## Problem to solve
Write the line that contains "box: [359, 328, 372, 344]" and each one after it, word for word, ending with the final line of the data.

Stored data:
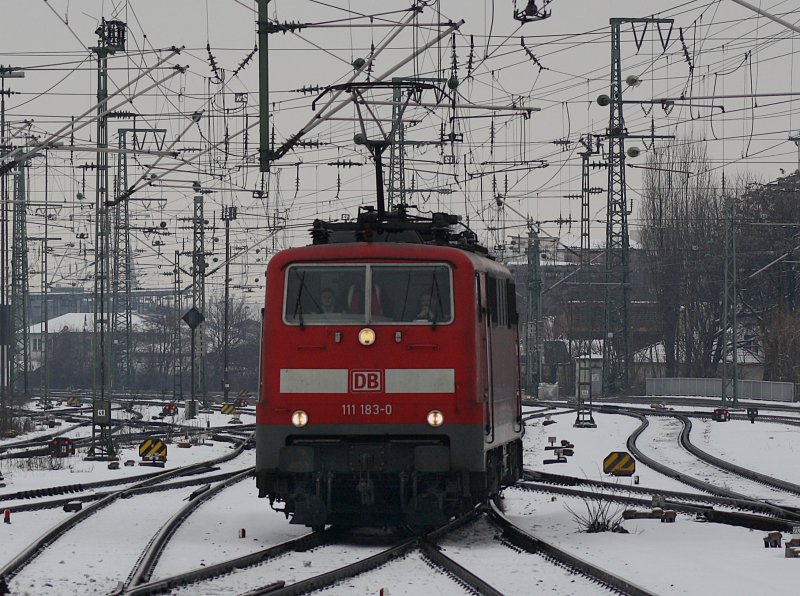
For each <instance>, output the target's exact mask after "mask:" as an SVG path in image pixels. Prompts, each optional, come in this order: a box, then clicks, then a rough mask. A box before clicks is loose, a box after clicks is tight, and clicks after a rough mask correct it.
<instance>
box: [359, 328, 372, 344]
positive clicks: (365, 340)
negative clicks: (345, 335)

## Task answer
box: [359, 328, 372, 344]
positive clicks: (365, 340)
negative clicks: (345, 335)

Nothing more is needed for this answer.